[Opening Document excerpt section]
The Best of the Barrymores is this month’s TCM Spotlight and I don’t necessarily know if I’ve watched anything starring Ethel Barrymore (although her name is spoken of enough). Kind Lady (1951) tells the story of a con artist and his gang who hold an old lady hostage. Safe to assume the old lady is Ms. Barrymore? The premise sounds engaging and it’s got Angela Lansbury, two great reasons to watch a movie! Kind Lady starts at 1:30am on April 19th.
Well-regarded for his look at the realities of British life in the 1960s, Tony Richardson’s a director I’ve heard of but can’t recall actually taking in any of his films. A Taste of Honey (1962) sounds like the beginning of Madonna’s “Papa Don’t Preach” in that it follows a pregnant British teenager deserted by her family, who finds help with her gay best friend. TCM Guest Programmer Gloria Steinem recommends it, so that means I have to watch. A Taste of Honey airs April 19th at 8pm.
The Freshman (1925) was the greatest discovery I made during my inaugural Fridays With… series. Silent star Harold Lloyd didn’t make many movies after the silent era passed, but he made an exception for The Sin of Harold Diddlebock, a quasi-continuation of his character from The Freshman, directed by Preston Sturges no less. A meta-tale of Harold’s life post-college, the concept sounds fun, if because I’m assuming the character is no longer the cocky boy he once was. You can see The Sin of Harold Diddlebock on April 20th at 4:30pm.
[Closing Document excerpt section]
[Opening Supplied information section]
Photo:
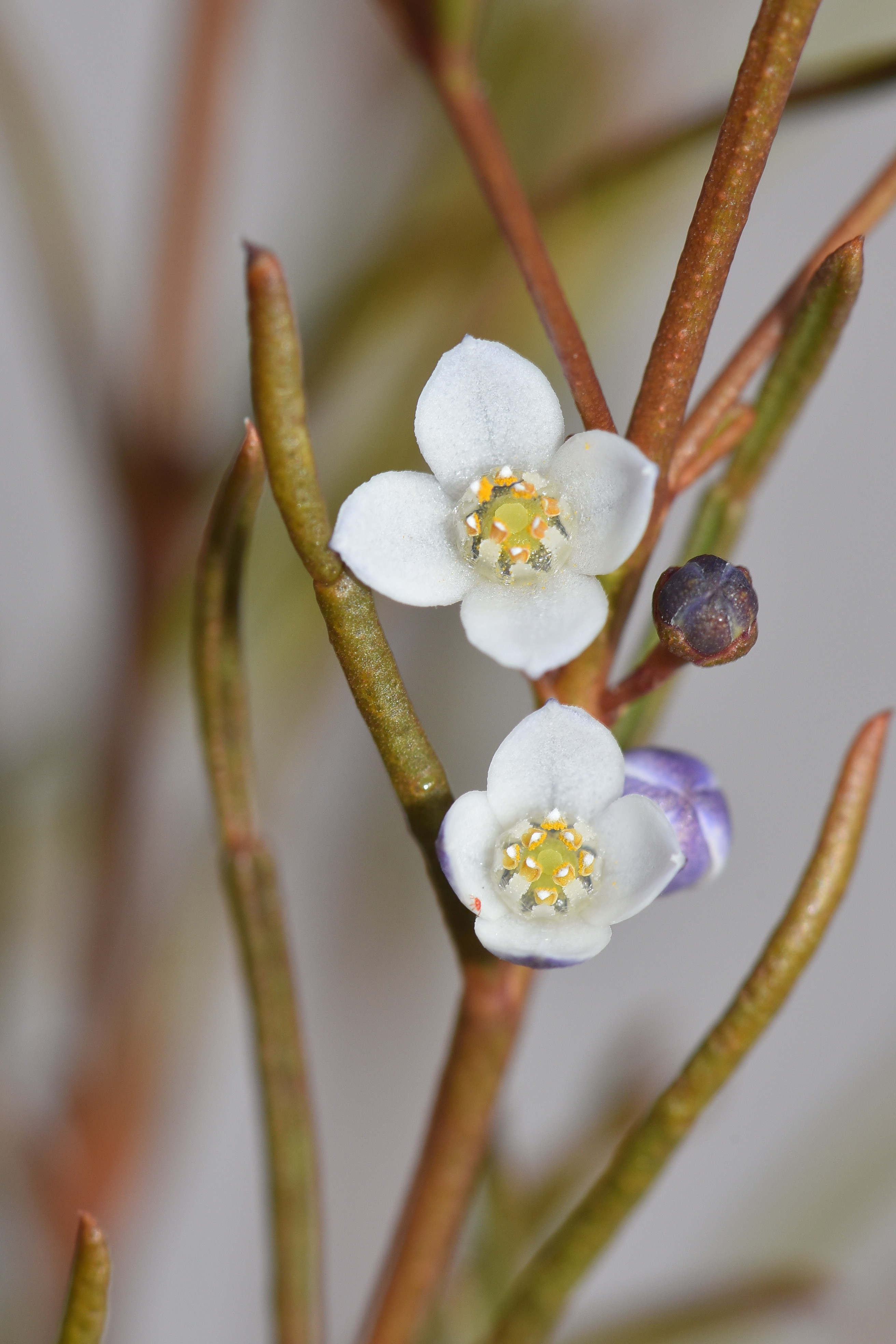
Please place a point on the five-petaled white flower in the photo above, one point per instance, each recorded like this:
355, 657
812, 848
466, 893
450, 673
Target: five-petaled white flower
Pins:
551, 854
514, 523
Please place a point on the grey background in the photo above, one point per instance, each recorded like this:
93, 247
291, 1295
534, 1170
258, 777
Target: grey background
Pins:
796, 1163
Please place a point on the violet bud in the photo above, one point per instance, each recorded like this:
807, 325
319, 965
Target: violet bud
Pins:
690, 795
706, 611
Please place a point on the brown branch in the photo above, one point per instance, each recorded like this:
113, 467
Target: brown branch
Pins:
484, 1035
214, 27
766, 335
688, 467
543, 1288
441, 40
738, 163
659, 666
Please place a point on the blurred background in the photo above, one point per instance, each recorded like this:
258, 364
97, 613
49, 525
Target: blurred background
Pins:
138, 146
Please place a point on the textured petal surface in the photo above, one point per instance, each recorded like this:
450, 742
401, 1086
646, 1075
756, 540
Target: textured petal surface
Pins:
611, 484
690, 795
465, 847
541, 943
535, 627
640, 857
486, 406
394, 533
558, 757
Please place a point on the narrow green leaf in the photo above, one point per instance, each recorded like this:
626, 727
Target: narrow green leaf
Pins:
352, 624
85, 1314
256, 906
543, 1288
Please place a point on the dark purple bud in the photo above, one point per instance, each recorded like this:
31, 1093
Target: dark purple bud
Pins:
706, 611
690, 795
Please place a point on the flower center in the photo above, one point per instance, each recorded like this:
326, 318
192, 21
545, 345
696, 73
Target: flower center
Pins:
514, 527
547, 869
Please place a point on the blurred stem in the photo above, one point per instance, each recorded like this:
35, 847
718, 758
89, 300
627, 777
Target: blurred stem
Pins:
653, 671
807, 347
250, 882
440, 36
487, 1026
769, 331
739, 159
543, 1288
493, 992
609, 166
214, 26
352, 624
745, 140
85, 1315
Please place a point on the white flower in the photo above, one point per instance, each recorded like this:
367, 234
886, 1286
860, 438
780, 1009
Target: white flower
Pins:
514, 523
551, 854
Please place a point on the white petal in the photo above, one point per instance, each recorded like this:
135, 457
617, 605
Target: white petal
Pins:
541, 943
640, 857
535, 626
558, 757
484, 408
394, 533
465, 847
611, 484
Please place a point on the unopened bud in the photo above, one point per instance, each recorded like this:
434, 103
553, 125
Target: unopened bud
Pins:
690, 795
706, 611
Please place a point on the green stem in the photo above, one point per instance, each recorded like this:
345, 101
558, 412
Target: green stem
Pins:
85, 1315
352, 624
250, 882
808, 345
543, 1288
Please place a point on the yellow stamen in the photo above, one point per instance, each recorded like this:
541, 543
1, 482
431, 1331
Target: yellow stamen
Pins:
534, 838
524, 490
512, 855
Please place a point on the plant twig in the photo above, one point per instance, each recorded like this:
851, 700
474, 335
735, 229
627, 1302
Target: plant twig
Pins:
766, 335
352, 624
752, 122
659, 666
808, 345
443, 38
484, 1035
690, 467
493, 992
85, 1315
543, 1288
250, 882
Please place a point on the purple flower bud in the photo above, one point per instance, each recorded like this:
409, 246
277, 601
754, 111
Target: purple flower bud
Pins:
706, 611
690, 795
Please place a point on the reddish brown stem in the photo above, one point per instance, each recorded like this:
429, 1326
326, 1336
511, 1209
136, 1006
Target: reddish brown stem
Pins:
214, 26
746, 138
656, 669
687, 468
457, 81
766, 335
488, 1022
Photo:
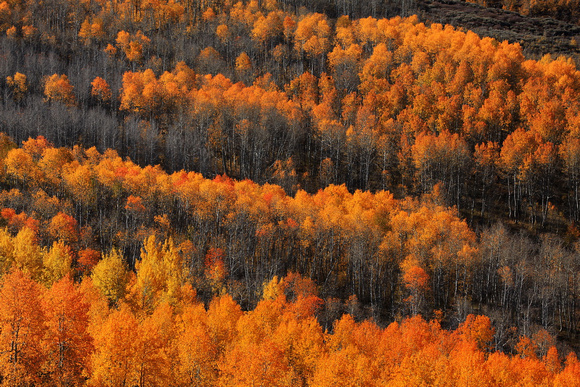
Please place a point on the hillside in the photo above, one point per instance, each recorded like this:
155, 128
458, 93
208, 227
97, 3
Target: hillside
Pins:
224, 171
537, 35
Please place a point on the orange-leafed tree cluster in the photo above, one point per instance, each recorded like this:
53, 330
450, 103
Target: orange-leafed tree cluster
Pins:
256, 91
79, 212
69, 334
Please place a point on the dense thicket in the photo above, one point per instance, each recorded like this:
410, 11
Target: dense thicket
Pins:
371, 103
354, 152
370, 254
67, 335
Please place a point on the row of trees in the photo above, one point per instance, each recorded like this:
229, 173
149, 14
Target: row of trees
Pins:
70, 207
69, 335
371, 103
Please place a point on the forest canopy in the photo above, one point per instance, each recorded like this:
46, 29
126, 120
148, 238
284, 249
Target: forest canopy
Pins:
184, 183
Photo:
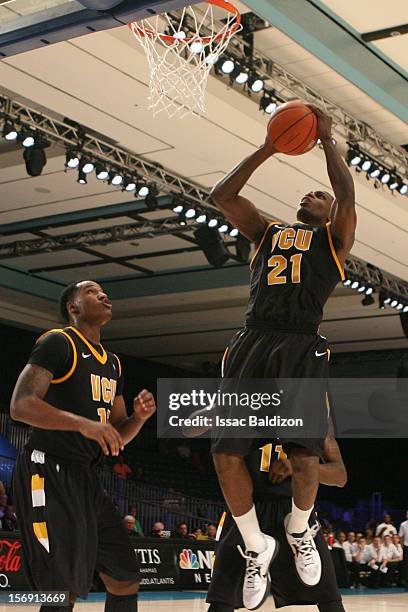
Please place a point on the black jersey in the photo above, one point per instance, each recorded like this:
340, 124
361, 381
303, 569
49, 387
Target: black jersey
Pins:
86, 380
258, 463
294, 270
[Closing Supplied information section]
**Task item A**
In the TCM movie picks, who recommends A Taste of Honey?
**Task item B**
List every film title named in the TCM movie picks.
**Task item C**
Extend the TCM movie picks from where they stop.

**Written response A**
TCM Guest Programmer Gloria Steinem recommends it.

**Written response B**
- Kind Lady (1951)
- A Taste of Honey (1962)
- The Freshman (1925)
- The Sin of Harold Diddlebock

**Written response C**
Based on my newest project – cryptic, isn’t it? – I’m in a very Jane Russell mood. A follow-up to Anita Loos’ Gentlemen Prefer Blondes (1953), Gentlemen Marry Brunettes (1955) sees Russell and Jeanne Crain star as two sisters trying to avoid romance. Okay, so where the original saw Russell more than content with a husband, we’re starting at zero again? You can’t really go wrong with Russell, especially if she’s revisiting her character of Dorothy from Blondes. Find out why Gentlemen Marry Brunettes on April 21st at 9am.
April 22nd goes blonde crazy with a series of films with tow-headed titles. Smart Blonde (1936) – why does that feel like an insult, and I’m not even blonde! – sees Glenda Farrell in the first of nine films as girl reporter, Torchy Blane. I’ve referred to past Farrell roles as Torchy-esque, but I’ve yet to actually consume one. Based on a cursory glance of the series the movies follow similar trajectories of Torchy finding various mysteries to solve, but I’m always up for Farrell wisecracks. Smart Blonde kicks off the day at 7am on April 22nd.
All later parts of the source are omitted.